> [CHALLENGE A] List every line of the records that contains the string "blue", treating uppercase and lowercase as different.

> [PASSAGE SHOWN]
1

I have a script to parse an XML file of products, but I can't seem to get the hang of parsing it. I have the code:

$file = $shop_path.'datafeeds/MC-B01.xml';

$xml = simplexml_load_file($file, null, LIBXML_NOCDATA);
$items = $xml->Items;

for($i = 0; $i < 17000; $i++) {
    $name = $items[$i]->Product_Name;
    echo $name.'<br />';
}

However i get all kinds of strange errors thrown:

PHP Warning: in file C:/xampp/htdocs/trow/tools/rip.php on line 188: simplexml_load_file() [function.simplexml-load-file]: ./../datafeeds/MC-B01.xml:172439: parser error : CData section not finished
PHP Warning: in file C:/xampp/htdocs/trow/tools/rip.php on line 188: simplexml_load_file() [function.simplexml-load-file]: ons&#44; in or out of the water. Cleanup is a snap after the fun with Pipedream
PHP Warning: in file C:/xampp/htdocs/trow/tools/rip.php on line 188: simplexml_load_file() [function.simplexml-load-file]: ^
PHP Warning: in file C:/xampp/htdocs/trow/tools/rip.php on line 188: simplexml_load_file() [function.simplexml-load-file]: ./../datafeeds/MC-B01.xml:172439: parser error : PCDATA invalid Char value 3
PHP Warning: in file C:/xampp/htdocs/trow/tools/rip.php on line 188: simplexml_load_file() [function.simplexml-load-file]: ons&#44; in or out of the water. Cleanup is a snap after the fun with Pipedream 
PHP Warning: in file C:/xampp/htdocs/trow/tools/rip.php on line 188: simplexml_load_file() [function.simplexml-load-file]: ^
PHP Warning: in file C:/xampp/htdocs/trow/tools/rip.php on line 188: simplexml_load_file() [function.simplexml-load-file]: ./../datafeeds/MC-B01.xml:172439: parser error : Sequence ']]>' not allowed in content

The strange part is that the CData block that contains the text the errors show seems to be a correctly formed block. (I can't post it here because of it's adult nature.)

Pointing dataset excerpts
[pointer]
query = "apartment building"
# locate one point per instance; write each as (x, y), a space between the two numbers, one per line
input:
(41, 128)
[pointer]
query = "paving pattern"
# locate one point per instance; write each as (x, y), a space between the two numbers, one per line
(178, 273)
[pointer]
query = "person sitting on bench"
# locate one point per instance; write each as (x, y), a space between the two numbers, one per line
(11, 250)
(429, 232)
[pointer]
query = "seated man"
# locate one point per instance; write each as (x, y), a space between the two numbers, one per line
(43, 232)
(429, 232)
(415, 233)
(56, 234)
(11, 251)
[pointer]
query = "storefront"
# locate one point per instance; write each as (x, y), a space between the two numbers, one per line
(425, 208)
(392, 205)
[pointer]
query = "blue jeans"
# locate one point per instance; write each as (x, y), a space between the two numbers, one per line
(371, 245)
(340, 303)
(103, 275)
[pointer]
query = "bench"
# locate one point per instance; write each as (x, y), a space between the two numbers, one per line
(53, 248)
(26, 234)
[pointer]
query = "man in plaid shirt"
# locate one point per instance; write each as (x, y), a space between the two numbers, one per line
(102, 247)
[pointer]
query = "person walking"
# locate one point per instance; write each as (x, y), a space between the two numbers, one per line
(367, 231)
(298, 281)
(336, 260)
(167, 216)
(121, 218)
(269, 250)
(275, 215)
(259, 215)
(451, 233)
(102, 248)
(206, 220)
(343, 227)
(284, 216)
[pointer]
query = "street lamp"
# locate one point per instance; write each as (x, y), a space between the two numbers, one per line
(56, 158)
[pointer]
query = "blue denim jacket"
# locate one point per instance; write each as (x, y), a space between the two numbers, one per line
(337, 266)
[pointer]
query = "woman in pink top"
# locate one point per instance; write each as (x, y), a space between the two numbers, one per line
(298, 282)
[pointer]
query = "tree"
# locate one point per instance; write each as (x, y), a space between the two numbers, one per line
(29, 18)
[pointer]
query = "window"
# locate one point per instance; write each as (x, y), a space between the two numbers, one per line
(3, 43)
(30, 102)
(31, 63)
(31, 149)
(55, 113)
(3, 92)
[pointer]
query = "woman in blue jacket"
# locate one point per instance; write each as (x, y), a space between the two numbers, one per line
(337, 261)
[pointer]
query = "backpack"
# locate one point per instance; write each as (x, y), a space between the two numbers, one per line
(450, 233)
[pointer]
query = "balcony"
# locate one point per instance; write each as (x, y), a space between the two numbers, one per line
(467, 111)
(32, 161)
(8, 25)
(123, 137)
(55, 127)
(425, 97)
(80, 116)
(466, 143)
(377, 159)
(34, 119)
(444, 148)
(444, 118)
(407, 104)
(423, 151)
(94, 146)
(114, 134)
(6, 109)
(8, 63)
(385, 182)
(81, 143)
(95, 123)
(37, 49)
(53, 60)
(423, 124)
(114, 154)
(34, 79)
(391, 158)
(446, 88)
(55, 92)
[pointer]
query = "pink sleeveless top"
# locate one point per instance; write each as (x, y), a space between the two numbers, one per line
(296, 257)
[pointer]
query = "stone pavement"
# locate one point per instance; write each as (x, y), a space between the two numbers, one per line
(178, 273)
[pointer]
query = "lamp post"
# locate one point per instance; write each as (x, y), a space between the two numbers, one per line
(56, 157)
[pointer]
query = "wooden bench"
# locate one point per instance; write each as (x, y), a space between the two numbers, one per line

> [CHALLENGE B] Say whether each statement agrees with the forum post about parsing an XML file with SimpleXML, giving yes or no and the deciding words quoted from the post: (i) the file is loaded with the LIBXML_NOCDATA option; (ii) the loop reads up to 20000 items; (iii) the poster includes the CData block in the post.

> [FULL ANSWER A]
query = "blue jeans"
query = "blue denim jacket"
query = "woman in blue jacket"

> [FULL ANSWER B]
(i) Yes: "$xml = simplexml_load_file($file, null, LIBXML_NOCDATA);"
(ii) No: "for($i = 0; $i < 17000; $i++) {"
(iii) No: "(I can't post it here because of it's adult nature.)"